-- Text block follows --
The Gargano conflict (conflitto or faida del Gargano) is a series of wars involving numerous mafia families in the Gargano area of Apulia, Italy. Initially arising from issues of cattle rustling, these conflicts then turned into a struggle for control of the territory and illegal trafficking: extortion, protection rackets, money laundering, drug trafficking, cigarette smuggling, usury and murder.

== History ==
The feud between the Libergolis and Primosa-Alfieri clans began on December 30, 1978, when Lorenzo Ricucci, accused of cattle rustling, was killed during a dispute with the Libergolis, while his thirteen-year-old son Salvatore was wounded. In 1979, Raffaele Primosa, wounded in a shootout, named Francesco Ciccillo Libergolis as the culprit, triggering the Primosa-Alfieri clan's revenge. In December 1980, Giuseppe Libergolis, Francesco's brother, was killed with a shotgun in a retaliatory attack. In the following decades, the violence between the two clans continued to intensify. In 1989, Peppino and Pietro Alfieri were killed. In 1992, Michele Alfieri, Peppino's son, killed Matteo Libergolis, triggering a series of murders that almost completely decimated the Alfieri-Primosa clan. The Libergolis, however, increased their power, extending their influence throughout the Gargano, with the support of the Romitos. The feuds continued with numerous murders, including those of Pasquale Libergolis (1995) and Michele Alfieri (2010). Between 2000 and 2003, the Libergolis clan was involved in a series of clashes with the Mangini clan, sparking a war for control of drug trafficking and extortion in Manfredonia and Monte Sant'Angelo. In 2003, a scandal emerged during a mafia summit that led to a war between the Libergolis and the Romitos. The 2004 “Iscaro-Saburo” operation led to the arrest of 99 people suspected of being part of the clans involved in the feud. Subsequently, in 2009, the murder of Franco Romito and the ensuing vendettas marked a new chapter of violence and killings between the two groups. Investigations into the Libergolis' mafia activities continued, with arrests and convictions in various trials, such as in 2009, when the Libergolis clan received heavy sentences. Between 2010 and 2021, the feud continued to see murders and attempts at revenge, with the Libergolis, although weakened, managing to maintain a position of power, often by allying themselves with other mafia families.
-- Text block concluded --
-- Raw data follows --
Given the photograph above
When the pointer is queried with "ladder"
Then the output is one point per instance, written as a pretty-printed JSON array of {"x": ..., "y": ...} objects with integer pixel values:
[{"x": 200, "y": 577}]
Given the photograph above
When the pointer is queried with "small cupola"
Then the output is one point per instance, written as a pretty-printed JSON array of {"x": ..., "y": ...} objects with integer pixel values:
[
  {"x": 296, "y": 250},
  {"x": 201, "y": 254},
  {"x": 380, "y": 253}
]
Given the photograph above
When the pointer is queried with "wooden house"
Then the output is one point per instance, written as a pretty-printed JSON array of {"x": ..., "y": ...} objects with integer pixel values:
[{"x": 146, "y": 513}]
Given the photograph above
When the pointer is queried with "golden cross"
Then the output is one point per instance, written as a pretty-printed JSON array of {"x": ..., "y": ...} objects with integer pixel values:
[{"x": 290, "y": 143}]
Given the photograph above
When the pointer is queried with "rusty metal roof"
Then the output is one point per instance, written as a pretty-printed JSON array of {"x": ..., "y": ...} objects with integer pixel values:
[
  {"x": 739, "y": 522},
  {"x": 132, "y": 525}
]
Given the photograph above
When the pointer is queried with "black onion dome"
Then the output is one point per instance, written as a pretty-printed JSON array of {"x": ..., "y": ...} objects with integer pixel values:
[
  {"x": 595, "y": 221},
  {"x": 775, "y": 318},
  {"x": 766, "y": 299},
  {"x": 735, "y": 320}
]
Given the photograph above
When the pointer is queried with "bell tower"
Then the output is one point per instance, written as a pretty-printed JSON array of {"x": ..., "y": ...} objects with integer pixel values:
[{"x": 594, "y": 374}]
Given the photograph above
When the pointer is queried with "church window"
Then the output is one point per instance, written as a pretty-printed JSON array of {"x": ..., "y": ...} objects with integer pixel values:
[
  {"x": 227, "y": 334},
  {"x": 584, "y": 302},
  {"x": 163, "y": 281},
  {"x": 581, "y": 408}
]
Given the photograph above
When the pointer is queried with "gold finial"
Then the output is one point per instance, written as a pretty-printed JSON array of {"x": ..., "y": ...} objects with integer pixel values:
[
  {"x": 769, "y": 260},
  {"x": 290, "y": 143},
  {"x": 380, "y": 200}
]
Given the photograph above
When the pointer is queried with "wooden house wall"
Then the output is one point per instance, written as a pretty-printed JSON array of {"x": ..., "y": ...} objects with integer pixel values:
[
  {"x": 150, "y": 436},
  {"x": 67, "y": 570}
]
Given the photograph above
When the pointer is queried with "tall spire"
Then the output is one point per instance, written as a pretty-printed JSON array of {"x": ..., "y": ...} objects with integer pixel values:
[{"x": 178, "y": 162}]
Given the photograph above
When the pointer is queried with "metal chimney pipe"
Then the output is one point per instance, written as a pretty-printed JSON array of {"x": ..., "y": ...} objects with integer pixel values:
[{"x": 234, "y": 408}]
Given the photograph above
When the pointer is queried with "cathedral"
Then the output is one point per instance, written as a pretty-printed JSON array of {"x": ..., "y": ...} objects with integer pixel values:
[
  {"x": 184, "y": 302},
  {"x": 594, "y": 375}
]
-- Raw data concluded --
* How to complete this task
Translate this sentence from the text on the Gargano conflict into Spanish: "The 2004 “Iscaro-Saburo” operation led to the arrest of 99 people suspected of being part of the clans involved in the feud."

* Solution for this problem
La operación «Iscaro-Saburo» de 2004 condujo al arresto de 99 personas sospechosas de formar parte de los clanes implicados en la contienda.